### ASSIGNED TASK
Keep every line of the data below that has the string "ball" and present those lines.

### MATERIALS PROVIDED
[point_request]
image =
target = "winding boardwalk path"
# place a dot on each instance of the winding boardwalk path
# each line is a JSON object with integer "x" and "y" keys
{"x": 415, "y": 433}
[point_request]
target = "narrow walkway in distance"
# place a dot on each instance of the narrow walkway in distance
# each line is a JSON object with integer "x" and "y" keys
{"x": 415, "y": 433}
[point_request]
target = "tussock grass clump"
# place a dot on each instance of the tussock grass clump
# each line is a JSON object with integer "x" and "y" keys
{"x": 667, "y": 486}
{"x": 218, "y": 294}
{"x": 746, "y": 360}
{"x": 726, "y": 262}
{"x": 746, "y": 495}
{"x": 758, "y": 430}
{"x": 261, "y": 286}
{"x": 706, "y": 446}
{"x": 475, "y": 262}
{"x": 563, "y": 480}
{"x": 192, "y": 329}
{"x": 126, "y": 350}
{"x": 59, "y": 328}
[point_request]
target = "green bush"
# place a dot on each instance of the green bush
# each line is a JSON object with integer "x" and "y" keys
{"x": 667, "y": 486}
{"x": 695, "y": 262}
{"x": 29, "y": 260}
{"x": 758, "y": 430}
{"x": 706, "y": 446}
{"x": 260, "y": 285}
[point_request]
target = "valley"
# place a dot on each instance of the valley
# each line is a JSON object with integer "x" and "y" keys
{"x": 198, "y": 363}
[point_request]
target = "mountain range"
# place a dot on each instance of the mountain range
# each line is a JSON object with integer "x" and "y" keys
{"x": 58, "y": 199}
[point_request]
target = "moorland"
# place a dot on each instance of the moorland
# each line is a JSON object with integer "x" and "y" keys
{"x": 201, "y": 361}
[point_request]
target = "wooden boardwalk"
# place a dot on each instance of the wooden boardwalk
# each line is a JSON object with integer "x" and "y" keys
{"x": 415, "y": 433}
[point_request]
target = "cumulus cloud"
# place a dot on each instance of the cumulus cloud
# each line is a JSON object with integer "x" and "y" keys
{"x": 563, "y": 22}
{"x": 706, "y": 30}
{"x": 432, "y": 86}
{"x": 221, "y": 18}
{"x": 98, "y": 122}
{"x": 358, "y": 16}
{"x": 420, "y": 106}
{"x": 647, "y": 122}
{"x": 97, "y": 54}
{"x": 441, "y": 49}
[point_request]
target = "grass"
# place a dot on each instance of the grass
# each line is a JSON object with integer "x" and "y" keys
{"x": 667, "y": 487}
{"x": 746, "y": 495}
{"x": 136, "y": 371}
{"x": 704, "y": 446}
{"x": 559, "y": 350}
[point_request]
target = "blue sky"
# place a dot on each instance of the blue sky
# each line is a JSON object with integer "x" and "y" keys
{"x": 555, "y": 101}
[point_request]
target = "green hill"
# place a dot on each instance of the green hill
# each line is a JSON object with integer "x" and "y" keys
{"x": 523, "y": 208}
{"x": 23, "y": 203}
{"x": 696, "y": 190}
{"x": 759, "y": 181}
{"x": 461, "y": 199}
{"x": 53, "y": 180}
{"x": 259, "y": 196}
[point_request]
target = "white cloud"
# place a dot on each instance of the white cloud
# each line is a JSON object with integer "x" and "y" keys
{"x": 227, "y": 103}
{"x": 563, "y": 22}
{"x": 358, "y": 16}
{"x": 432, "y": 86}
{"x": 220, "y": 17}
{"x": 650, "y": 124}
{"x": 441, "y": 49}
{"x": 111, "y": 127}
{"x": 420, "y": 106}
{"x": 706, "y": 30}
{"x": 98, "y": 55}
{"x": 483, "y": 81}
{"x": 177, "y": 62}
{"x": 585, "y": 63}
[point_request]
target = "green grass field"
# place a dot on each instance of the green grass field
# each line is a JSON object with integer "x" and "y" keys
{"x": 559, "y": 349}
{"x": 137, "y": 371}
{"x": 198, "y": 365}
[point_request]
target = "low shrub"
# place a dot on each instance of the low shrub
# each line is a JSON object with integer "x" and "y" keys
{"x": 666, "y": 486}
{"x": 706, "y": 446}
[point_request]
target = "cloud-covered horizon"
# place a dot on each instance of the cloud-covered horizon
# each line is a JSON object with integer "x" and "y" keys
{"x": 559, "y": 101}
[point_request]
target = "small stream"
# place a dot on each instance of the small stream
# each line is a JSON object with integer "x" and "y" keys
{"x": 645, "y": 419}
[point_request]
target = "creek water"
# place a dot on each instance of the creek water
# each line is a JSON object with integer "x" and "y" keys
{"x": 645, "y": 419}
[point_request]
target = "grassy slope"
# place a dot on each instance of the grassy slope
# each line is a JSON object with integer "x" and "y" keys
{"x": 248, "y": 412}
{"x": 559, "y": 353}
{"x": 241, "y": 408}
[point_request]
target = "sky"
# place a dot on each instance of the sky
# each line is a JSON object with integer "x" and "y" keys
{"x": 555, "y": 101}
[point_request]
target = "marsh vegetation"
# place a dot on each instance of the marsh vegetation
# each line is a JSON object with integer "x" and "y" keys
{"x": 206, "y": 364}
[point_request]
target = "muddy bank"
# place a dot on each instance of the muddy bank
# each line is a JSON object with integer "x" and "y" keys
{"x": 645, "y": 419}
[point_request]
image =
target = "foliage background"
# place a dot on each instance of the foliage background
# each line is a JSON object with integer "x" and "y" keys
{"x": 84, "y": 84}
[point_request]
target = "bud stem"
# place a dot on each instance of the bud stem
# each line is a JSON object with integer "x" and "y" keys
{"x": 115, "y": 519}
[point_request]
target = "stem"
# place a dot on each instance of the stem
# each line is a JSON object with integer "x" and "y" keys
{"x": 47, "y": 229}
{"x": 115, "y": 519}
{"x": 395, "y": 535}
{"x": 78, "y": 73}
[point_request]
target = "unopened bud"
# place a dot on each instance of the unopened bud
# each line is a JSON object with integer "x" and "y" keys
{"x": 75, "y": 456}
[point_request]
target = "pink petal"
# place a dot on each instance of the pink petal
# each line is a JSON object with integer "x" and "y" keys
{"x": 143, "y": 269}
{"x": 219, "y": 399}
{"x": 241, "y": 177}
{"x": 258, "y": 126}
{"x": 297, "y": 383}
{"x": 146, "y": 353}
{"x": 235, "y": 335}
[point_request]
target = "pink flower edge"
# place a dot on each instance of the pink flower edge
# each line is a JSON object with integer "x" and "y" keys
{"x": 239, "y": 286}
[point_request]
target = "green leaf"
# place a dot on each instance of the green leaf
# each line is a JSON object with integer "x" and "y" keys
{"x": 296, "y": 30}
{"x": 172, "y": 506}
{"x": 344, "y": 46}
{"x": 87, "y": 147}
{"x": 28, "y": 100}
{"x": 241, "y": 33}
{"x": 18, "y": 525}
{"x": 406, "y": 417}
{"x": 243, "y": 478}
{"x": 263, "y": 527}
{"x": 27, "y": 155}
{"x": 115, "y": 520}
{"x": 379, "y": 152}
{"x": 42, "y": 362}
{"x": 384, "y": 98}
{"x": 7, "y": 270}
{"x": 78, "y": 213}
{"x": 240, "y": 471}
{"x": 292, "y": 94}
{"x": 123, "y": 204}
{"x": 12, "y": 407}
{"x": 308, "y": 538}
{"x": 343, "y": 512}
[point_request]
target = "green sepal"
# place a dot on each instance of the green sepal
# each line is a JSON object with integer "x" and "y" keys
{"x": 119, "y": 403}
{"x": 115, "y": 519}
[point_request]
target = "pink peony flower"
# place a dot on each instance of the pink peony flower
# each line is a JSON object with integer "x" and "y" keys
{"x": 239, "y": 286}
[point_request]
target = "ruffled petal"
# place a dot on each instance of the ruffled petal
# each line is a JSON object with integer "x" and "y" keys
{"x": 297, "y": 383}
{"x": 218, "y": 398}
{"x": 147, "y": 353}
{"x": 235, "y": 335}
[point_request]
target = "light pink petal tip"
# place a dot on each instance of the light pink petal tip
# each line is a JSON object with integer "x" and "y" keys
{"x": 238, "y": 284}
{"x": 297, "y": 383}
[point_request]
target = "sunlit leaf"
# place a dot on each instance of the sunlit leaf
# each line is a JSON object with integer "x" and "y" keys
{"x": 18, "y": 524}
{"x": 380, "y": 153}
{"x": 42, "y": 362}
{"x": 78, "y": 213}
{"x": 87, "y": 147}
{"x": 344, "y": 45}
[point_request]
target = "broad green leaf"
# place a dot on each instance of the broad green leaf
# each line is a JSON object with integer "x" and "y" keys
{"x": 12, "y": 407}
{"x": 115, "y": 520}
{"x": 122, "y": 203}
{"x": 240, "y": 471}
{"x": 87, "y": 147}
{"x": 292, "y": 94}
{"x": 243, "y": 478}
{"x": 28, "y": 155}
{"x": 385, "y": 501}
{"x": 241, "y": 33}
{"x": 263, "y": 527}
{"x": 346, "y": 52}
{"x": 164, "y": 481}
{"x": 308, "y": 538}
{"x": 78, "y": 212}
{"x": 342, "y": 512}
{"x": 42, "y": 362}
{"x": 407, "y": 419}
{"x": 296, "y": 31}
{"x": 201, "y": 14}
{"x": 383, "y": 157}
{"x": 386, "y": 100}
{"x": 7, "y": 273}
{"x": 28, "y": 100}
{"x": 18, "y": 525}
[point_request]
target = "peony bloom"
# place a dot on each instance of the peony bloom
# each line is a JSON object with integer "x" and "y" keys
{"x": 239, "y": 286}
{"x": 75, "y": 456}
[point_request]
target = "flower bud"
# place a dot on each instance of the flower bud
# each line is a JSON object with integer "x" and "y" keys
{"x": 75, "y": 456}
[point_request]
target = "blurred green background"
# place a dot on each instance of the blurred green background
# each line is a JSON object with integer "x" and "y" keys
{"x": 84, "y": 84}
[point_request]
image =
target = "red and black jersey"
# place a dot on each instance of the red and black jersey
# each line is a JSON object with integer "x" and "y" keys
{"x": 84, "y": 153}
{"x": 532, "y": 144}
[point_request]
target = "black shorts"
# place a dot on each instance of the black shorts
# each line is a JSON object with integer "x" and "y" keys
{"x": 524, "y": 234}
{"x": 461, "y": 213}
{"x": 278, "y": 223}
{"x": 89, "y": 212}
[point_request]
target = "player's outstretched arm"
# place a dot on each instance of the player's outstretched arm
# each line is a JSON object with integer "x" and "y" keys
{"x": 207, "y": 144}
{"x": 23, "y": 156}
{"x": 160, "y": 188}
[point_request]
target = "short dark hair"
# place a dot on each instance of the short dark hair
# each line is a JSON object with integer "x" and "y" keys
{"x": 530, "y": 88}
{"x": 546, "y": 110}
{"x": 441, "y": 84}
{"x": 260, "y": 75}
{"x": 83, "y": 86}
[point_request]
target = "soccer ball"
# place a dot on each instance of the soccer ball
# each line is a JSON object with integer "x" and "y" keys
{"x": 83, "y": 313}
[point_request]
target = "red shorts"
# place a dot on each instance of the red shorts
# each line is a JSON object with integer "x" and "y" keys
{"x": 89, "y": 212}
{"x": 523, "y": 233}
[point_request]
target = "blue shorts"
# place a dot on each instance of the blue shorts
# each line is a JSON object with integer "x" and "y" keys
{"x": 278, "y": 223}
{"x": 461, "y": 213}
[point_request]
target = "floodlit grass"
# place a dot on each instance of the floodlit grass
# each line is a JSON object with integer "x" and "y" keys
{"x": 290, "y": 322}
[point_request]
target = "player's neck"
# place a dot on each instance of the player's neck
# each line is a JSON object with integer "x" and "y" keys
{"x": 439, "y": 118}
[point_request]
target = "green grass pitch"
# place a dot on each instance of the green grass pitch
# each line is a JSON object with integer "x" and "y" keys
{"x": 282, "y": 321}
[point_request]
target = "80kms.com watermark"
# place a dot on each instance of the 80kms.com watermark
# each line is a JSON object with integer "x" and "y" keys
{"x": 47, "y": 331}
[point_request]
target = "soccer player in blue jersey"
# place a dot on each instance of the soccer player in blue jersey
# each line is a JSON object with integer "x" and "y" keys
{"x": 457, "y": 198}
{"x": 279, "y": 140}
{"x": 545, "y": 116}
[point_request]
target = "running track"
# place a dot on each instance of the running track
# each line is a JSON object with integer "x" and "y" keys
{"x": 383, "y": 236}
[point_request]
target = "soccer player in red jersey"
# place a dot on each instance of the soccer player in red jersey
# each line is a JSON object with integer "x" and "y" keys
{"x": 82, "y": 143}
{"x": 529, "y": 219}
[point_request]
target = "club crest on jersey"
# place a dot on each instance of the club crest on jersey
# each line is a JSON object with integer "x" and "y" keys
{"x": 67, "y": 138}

### THE ANSWER
target = "soccer ball"
# place a dot on each instance of the soccer ball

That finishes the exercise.